- [Source passage]:
********************

My Child Sometimes Walks on His Toes, Should I Be Worried?

Guest Authored By Dr. Alexandra Schweizer, PT, DPT

Toe walking is something that parents are often either very concerned about, or not worried about at all. And yes, both groups are right. Toe walking in children is a normal gait variant during development, and the ability to walk on your toes is an important display of calf strength, balance, and coordination. However, toe walking starts to become a concern when it is the only way a child walks, or they are not meeting other developmental milestones. Additionally, toe walking is caused by a variety of things. It is important to consult a physical therapist in order to determine the reason and what, if any, areas it is impacting.

When done as a primary way of walking, there are many issues that can develop that will inhibit the child’s development and affect their safety later on in life. These include muscle tightness or contractures in ankles and calves, difficulty completing things like squatting or stair climbing secondary to this muscle tightness, poor balance reactions, poor alignment or strength ‘up the chain’ in your childs hips, knees, or core, and pain in these areas as a result of improper alignment. Additionally, fine motor skills may struggle to develop, as your child is not developing the gross motor skills or strength necessary to support more fine motor movements.

There are many reasons toe walking can occur. One of these is muscle tightness. When your child’s calf musculature is tight, your child is unable to get his or her heel down to the floor to walk in this typical gait pattern. In order to make contact with the floor to ambulate, he or she needs to walk on their toes.

Another reason is sensory processing difficulties. Sometimes, children have a low tolerance to sensory input. When child have a low tolerance – especially to things touching their feet – then they might try and walk on their toes in order to avoid as much of this sensation as possible. When children have a very high tolerance to sensory information, they look for ways to get their body the sensory input they need. Being on your tip toes is a heightened sensory experience that can often fulfill this sensory need in order to increase their body awareness.

Finally, toe walking can be idiopathic – there can be no true reason or cause. In this case, the only time to be worried is when it affects the child’s development, as mentioned above. If the toe walking is causing difficulties in these other areas, then a physical therapist can apply interventions that target a variety of things in order to minimize the toe walking, and encourage the development and acquisition in the other areas of difficulty.

So parents: don’t worry just yet! Talk with your child’s pediatrician or seek out the help of a physical therapist in order to determine if your child’s toe walking is something to address.

********************

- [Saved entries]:

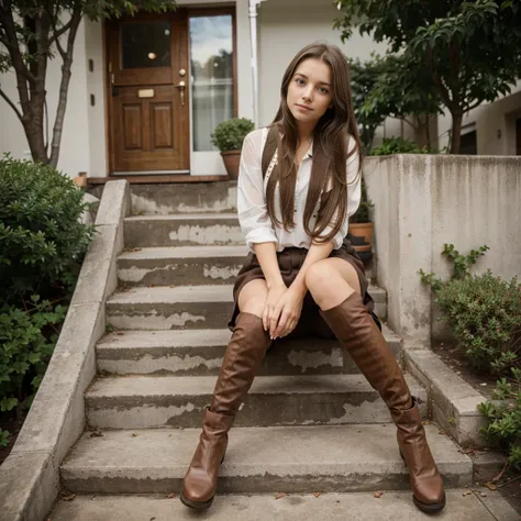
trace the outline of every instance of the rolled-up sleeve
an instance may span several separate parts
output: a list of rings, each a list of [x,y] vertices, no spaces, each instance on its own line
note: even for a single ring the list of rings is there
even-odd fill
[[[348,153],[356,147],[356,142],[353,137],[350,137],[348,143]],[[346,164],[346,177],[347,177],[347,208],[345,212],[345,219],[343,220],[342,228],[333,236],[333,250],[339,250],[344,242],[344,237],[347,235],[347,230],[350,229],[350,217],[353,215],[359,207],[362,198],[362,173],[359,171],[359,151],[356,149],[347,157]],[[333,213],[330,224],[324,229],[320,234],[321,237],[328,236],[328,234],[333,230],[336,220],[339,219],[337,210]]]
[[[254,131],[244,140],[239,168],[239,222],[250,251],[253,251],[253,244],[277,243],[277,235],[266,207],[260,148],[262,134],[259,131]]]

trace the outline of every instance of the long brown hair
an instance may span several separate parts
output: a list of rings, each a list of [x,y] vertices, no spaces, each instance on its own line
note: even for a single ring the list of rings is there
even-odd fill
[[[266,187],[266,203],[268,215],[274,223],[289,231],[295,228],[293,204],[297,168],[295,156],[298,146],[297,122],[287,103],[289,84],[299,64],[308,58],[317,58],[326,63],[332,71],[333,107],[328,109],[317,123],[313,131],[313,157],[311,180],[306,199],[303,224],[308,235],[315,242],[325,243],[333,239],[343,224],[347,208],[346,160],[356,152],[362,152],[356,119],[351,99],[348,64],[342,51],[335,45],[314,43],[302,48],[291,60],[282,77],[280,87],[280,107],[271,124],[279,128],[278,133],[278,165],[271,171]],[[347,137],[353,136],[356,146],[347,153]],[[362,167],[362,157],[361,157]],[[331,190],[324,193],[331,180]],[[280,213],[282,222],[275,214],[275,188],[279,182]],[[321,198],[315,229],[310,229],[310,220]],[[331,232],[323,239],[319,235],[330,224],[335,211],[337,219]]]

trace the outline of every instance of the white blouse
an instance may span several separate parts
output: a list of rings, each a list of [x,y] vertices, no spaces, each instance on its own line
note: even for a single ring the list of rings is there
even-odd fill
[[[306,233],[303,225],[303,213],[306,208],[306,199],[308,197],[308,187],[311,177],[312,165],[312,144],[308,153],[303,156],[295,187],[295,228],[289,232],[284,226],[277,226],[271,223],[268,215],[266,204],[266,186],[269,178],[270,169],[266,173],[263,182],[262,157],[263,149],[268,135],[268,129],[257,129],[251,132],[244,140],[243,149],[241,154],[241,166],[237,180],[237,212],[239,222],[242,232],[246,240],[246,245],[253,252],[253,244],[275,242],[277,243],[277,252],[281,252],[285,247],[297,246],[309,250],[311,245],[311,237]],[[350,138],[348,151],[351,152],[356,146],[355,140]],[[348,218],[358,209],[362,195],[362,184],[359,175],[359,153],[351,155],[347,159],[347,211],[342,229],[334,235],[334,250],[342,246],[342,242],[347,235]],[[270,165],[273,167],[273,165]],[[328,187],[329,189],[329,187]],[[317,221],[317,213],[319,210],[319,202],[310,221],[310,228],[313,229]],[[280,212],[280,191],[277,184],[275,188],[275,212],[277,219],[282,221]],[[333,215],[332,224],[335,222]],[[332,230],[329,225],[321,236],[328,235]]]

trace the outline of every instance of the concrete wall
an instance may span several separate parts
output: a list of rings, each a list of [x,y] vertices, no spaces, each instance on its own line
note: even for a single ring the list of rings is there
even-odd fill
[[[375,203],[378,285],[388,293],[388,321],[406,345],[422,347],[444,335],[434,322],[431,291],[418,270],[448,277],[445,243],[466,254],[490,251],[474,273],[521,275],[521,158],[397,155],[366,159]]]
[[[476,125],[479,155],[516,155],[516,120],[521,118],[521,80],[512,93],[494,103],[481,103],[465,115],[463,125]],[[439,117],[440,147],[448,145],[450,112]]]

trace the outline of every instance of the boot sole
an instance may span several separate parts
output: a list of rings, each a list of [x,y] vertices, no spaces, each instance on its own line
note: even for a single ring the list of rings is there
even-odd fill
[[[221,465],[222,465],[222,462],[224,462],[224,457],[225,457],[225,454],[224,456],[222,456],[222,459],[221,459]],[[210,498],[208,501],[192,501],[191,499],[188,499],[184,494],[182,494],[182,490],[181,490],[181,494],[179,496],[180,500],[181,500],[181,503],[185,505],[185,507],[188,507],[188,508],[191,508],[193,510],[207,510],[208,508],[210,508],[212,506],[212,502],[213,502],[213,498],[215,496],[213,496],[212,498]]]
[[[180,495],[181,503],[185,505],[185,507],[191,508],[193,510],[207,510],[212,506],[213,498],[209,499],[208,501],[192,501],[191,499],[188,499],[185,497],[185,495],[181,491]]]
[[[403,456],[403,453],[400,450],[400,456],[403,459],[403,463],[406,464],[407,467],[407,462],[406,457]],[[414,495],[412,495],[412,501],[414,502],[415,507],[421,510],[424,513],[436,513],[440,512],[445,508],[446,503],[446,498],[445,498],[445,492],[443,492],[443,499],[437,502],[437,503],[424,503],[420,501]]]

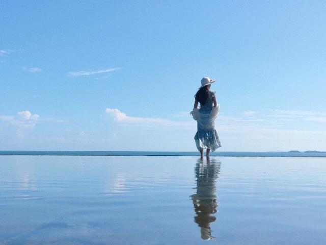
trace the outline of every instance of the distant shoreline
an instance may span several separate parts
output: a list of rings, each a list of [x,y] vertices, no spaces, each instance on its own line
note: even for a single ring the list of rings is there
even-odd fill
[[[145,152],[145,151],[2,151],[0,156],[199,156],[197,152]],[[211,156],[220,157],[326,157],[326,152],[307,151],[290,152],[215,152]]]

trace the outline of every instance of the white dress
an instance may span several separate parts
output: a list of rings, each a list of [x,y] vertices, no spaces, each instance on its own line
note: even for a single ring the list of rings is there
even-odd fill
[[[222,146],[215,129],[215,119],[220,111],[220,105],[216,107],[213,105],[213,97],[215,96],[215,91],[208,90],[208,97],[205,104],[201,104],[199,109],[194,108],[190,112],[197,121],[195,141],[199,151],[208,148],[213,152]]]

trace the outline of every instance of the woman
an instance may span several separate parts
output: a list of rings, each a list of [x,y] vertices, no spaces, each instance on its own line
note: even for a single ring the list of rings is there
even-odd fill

********************

- [Problem to work on]:
Reproduce the passage of the toe walking article starting with "Another reason is" and going on through "their body awareness.". The records were taken from a separate source.

- [Result of the exercise]:
Another reason is sensory processing difficulties. Sometimes, children have a low tolerance to sensory input. When child have a low tolerance – especially to things touching their feet – then they might try and walk on their toes in order to avoid as much of this sensation as possible. When children have a very high tolerance to sensory information, they look for ways to get their body the sensory input they need. Being on your tip toes is a heightened sensory experience that can often fulfill this sensory need in order to increase their body awareness.